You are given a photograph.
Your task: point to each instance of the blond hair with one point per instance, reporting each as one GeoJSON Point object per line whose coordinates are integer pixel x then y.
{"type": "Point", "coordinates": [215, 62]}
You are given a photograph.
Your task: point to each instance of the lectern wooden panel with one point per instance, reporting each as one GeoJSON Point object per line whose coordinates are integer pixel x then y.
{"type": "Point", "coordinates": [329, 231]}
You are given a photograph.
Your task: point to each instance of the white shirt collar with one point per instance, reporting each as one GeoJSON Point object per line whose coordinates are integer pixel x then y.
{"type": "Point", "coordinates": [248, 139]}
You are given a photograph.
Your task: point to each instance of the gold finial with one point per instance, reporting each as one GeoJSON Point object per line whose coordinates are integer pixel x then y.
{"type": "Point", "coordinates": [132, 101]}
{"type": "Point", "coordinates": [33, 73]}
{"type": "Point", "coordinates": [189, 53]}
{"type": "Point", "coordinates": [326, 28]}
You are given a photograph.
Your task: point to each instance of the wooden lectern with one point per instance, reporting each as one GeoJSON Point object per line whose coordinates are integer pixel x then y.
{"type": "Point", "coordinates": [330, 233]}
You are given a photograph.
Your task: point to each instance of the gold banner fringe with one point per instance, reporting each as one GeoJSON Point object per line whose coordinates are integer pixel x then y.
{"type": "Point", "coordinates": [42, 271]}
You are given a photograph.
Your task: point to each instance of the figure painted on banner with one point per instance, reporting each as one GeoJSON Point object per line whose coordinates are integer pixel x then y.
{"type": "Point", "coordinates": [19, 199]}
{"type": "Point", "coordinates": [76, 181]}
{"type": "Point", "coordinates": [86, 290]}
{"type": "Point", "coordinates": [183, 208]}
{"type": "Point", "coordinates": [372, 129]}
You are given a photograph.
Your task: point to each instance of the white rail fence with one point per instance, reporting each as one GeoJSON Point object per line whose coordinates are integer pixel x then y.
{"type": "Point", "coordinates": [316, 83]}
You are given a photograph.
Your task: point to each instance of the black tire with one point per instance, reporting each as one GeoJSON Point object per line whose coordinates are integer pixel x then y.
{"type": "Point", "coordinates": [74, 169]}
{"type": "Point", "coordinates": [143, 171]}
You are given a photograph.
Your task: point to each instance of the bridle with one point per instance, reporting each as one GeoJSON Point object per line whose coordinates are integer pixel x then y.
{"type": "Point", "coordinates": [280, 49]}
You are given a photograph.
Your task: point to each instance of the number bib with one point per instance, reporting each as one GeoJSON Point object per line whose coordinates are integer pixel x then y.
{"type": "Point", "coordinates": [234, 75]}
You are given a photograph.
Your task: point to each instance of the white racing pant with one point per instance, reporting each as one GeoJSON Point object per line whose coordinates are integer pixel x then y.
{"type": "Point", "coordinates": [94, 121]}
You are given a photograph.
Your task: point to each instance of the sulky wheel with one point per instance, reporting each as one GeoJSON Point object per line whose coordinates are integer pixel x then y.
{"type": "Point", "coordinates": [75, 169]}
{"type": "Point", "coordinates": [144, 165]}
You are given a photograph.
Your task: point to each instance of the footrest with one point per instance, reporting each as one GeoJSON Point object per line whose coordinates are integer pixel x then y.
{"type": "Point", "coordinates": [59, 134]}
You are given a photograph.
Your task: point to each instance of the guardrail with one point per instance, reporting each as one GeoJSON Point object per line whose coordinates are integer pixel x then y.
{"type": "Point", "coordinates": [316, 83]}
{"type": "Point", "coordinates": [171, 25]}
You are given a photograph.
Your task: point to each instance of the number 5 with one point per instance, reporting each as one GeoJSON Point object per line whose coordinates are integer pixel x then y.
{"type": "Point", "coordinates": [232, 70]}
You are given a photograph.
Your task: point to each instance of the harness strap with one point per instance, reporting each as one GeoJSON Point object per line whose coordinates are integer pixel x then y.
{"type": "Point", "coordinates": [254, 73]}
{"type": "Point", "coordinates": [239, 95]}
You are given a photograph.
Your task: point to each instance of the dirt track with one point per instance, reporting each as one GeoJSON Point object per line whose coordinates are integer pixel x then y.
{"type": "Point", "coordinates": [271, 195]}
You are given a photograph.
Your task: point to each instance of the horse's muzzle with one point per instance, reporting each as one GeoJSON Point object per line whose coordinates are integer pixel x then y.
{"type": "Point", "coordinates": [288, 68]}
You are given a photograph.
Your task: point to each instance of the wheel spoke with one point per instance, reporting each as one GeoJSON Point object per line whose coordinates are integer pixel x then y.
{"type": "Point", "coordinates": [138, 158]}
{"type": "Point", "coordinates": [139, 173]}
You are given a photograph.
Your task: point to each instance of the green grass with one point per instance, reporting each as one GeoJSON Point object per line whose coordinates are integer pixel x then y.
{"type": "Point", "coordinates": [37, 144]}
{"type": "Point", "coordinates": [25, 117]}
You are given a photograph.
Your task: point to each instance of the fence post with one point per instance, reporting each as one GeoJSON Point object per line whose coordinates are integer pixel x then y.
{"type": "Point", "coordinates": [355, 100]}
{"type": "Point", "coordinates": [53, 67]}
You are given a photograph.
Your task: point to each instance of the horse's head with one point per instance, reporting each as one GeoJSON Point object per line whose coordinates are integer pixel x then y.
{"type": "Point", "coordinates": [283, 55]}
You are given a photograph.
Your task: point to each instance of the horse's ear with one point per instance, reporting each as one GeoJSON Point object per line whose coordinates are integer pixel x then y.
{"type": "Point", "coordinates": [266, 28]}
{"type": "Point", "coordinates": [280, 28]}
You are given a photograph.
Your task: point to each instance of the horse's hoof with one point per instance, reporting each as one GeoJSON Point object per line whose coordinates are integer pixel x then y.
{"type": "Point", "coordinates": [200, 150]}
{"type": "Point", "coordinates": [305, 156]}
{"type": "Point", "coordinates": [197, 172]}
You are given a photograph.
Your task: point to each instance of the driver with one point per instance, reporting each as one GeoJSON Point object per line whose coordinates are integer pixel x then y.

= = = = =

Retype the records in full. Keep every line identical to the original.

You are given a photograph.
Your task: point to each instance of the blond hair with one point per instance, reporting each as one GeoJSON Point object per line whose coordinates are integer pixel x then y.
{"type": "Point", "coordinates": [215, 62]}
You are given a photograph.
Your task: point to each instance of the lectern wooden panel with one point per instance, reporting each as one GeoJSON Point object per line whose coordinates are integer pixel x then y.
{"type": "Point", "coordinates": [329, 231]}
You are given a photograph.
Your task: point to each instance of the white shirt collar with one point per instance, reporting each as one GeoJSON Point object per line whose coordinates are integer pixel x then y.
{"type": "Point", "coordinates": [248, 139]}
You are given a photograph.
Your task: point to each instance of the gold finial with one point per instance, reporting each as one GeoJSON Point object per line whose coordinates are integer pixel x then y.
{"type": "Point", "coordinates": [132, 101]}
{"type": "Point", "coordinates": [33, 73]}
{"type": "Point", "coordinates": [189, 53]}
{"type": "Point", "coordinates": [326, 28]}
You are given a photograph.
Your task: point to each instance of the wooden lectern with one point per instance, reporting each as one GeoJSON Point object per line whose coordinates are integer pixel x then y.
{"type": "Point", "coordinates": [330, 233]}
You are given a photograph.
Your task: point to each instance of the gold banner fringe with one point per instance, reporting each as one GeoJSON Point object per line whose coordinates are integer pixel x then y.
{"type": "Point", "coordinates": [42, 271]}
You are given a photograph.
Your task: point to each instance of the figure painted on banner with one point per instance, reporting each as one GeoJSON Point object per line whose coordinates are integer pixel x then y.
{"type": "Point", "coordinates": [19, 199]}
{"type": "Point", "coordinates": [76, 181]}
{"type": "Point", "coordinates": [86, 290]}
{"type": "Point", "coordinates": [183, 208]}
{"type": "Point", "coordinates": [372, 129]}
You are given a photograph.
Your task: point to each instance of the white rail fence with one point per instance, reporting each as one GeoJSON Point object per line whose coordinates are integer pixel x then y.
{"type": "Point", "coordinates": [316, 83]}
You are given a photograph.
Your task: point to each instance of the black tire with one point per instance, reporting each as one GeoJSON Point object per line whose coordinates are integer pixel x then y.
{"type": "Point", "coordinates": [74, 169]}
{"type": "Point", "coordinates": [143, 171]}
You are given a photograph.
Your task: point to each instance of the bridle with one point per instance, reporting each as one GeoJSON Point object per line whose coordinates are integer pixel x then y.
{"type": "Point", "coordinates": [280, 49]}
You are given a photograph.
Your task: point to each instance of the number bib with one point per instance, reporting each as one GeoJSON Point object per line whose coordinates are integer pixel x then y.
{"type": "Point", "coordinates": [234, 75]}
You are given a photograph.
Your task: point to each instance of the white racing pant with one point per instance, reporting each as one GeoJSON Point object per line whose coordinates are integer pixel x then y.
{"type": "Point", "coordinates": [94, 121]}
You are given a photograph.
Your task: point to each instance of the sulky wheel with one point per instance, reporting each as one GeoJSON Point object per line whose coordinates are integer pixel x then y.
{"type": "Point", "coordinates": [75, 169]}
{"type": "Point", "coordinates": [144, 165]}
You are given a photograph.
Your task: point to each instance of the footrest with one point per instance, reporting each as one GeoJSON Point object per line whose coordinates are integer pixel x then y.
{"type": "Point", "coordinates": [59, 134]}
You are given a photograph.
Your task: point to each instance of the guardrail with one point per instance, reporting each as one GeoJSON Point object per line whose coordinates are integer pixel x then y.
{"type": "Point", "coordinates": [316, 83]}
{"type": "Point", "coordinates": [171, 25]}
You are given a photograph.
Your task: point to each instance of the number 5 with one point per instance, reporting each as one GeoJSON Point object per line whose coordinates are integer pixel x then y.
{"type": "Point", "coordinates": [232, 70]}
You are given a photograph.
Your task: point to each instance of the harness strap with one point per instance, reporting each as one GeoJSON Point object per line whose coordinates are integer pixel x then y.
{"type": "Point", "coordinates": [254, 73]}
{"type": "Point", "coordinates": [239, 95]}
You are given a photograph.
Your task: point to each instance of the dirt track with one point per instance, reporting each as one GeoJSON Point object per line whose coordinates are integer pixel x then y.
{"type": "Point", "coordinates": [271, 195]}
You are given a photograph.
Your task: point to each instance of the horse's muzzle with one point per instance, reporting each as one GeoJSON Point object per line whose coordinates are integer pixel x then y.
{"type": "Point", "coordinates": [288, 68]}
You are given a photograph.
Your task: point to each instance of the wheel spoke with one point per instance, reporting each as one GeoJSON Point object per line whose coordinates are integer pixel x then y.
{"type": "Point", "coordinates": [138, 158]}
{"type": "Point", "coordinates": [139, 173]}
You are given a photograph.
Your task: point to each instance of the green grass with one point per instance, reporting each as one GeoJSON Point object per line whose coordinates are integer pixel x then y.
{"type": "Point", "coordinates": [37, 144]}
{"type": "Point", "coordinates": [25, 117]}
You are given a photograph.
Your task: point to each instance of the fence post with one point per instance, reporting each as one GeoJSON Point object per line whose coordinates are integer pixel x then y.
{"type": "Point", "coordinates": [355, 100]}
{"type": "Point", "coordinates": [53, 67]}
You are given a photograph.
Your task: point to each instance of the horse's head with one point per instance, reporting each as one GeoJSON Point object per line whose coordinates are integer pixel x then y.
{"type": "Point", "coordinates": [283, 55]}
You are given a photograph.
Your task: point to each instance of the horse's ear with one point per instance, reporting each as one GeoJSON Point object per line whose coordinates are integer pixel x then y.
{"type": "Point", "coordinates": [266, 28]}
{"type": "Point", "coordinates": [280, 28]}
You are given a photograph.
Your task: point to each instance of the horse's hoof with one point per instance, reporting each as one GeoJSON Point object per line whose coordinates are integer pixel x then y.
{"type": "Point", "coordinates": [200, 150]}
{"type": "Point", "coordinates": [305, 156]}
{"type": "Point", "coordinates": [197, 172]}
You are given a photograph.
Your task: point to each instance of the driver with one point per instance, reporting each as one GeoJSON Point object per line whose coordinates are integer pixel x then y.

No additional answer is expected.